Exercise goal. Give back exactly the lines spanning from the one containing "# indicate a dot on each instance of the tin" to the final line of the records below, and no others.

[Point-per-instance localization data]
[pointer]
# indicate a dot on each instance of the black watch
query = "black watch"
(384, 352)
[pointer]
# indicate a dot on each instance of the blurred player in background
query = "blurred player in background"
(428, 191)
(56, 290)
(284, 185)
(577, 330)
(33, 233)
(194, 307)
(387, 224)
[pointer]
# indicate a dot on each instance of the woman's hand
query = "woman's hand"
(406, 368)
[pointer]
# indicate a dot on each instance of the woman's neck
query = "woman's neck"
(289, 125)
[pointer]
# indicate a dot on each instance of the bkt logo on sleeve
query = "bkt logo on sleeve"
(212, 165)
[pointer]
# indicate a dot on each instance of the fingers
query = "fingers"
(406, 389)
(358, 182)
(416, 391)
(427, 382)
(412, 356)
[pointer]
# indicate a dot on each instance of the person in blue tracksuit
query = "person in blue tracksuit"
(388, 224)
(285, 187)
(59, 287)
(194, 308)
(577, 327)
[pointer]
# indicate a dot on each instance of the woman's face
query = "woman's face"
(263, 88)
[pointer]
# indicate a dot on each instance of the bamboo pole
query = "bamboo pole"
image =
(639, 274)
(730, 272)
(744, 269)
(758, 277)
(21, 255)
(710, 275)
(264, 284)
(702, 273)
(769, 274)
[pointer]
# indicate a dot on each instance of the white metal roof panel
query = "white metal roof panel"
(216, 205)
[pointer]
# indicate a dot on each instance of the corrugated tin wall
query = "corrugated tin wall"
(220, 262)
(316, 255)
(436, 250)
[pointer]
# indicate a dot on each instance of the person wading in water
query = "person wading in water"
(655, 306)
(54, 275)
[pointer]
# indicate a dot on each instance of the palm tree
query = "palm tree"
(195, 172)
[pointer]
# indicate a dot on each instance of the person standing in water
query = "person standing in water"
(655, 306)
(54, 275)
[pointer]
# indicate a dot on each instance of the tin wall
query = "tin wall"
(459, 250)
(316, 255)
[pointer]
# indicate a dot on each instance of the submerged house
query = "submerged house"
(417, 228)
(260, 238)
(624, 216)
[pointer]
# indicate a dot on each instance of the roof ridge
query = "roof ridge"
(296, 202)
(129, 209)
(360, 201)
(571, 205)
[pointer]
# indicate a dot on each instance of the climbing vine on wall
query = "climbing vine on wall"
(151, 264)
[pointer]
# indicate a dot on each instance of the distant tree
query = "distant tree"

Answer to this exercise.
# indicate a dot on each instance of the tin wall
query = "tin wall"
(459, 250)
(316, 255)
[pointer]
# indicate a dot on each instance of the submerged house
query = "submerged house"
(417, 228)
(260, 238)
(624, 216)
[pointer]
# indicate a dot on each instance of the roof ridge
query = "roof ridge"
(296, 202)
(129, 209)
(360, 201)
(571, 205)
[pointer]
# indicate a dot on each instance of the climbing vine on wall
query = "climbing vine on wall"
(151, 264)
[pointer]
# indicate a dot on each instance of the distant tree
query = "distant tree"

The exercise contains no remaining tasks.